> What the task asks: Report each line of the records below that contains the word "kindly", copying the whole line. Case counts.

> Exercise material:
_ _ _ _ _
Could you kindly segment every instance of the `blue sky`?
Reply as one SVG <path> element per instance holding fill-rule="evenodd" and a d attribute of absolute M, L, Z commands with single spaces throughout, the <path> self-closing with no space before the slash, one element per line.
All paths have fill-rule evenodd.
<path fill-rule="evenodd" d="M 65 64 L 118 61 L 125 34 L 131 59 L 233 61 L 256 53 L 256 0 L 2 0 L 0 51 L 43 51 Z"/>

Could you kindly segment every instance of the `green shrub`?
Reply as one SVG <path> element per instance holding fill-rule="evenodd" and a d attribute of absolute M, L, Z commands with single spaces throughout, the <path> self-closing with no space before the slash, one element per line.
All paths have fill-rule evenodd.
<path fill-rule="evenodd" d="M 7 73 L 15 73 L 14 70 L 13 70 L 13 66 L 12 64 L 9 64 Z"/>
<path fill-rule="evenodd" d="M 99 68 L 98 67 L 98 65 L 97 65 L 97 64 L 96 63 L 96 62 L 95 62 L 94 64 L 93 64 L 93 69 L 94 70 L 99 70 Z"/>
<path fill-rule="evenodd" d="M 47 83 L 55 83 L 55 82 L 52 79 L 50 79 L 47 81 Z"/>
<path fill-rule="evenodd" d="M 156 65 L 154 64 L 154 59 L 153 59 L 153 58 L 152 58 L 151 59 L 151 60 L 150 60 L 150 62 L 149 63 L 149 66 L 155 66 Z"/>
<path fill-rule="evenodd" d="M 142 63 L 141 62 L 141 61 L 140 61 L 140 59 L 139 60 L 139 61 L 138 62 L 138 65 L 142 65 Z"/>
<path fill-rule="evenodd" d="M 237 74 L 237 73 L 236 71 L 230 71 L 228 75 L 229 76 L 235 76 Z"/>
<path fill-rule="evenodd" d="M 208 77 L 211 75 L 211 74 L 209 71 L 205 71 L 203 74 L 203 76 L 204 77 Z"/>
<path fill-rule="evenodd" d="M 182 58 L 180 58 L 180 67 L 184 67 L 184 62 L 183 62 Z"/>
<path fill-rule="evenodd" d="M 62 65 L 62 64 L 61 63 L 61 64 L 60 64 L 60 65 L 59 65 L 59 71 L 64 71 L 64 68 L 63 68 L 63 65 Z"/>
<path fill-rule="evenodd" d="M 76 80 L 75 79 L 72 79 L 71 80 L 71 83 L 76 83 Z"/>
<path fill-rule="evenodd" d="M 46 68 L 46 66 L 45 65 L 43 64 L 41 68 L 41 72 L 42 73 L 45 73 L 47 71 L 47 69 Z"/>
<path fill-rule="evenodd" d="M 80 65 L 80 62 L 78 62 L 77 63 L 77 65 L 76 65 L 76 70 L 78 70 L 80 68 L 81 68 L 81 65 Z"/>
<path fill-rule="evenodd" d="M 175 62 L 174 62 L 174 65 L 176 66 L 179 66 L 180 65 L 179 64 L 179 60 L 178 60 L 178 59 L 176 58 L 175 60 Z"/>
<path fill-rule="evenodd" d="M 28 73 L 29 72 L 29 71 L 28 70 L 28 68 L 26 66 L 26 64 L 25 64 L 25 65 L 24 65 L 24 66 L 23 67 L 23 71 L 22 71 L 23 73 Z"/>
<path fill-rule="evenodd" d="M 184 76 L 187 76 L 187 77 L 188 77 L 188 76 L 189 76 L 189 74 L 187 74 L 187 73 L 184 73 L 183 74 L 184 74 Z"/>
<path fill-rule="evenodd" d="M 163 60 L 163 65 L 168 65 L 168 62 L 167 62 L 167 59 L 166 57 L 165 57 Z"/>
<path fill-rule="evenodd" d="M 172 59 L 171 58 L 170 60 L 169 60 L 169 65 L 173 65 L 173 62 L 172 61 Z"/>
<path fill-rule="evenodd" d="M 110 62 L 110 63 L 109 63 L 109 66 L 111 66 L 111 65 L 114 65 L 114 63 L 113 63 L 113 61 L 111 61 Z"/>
_ _ _ _ _
> Full response:
Could you kindly segment every instance of the `blue sky`?
Could you kindly segment every instance of the `green shrub`?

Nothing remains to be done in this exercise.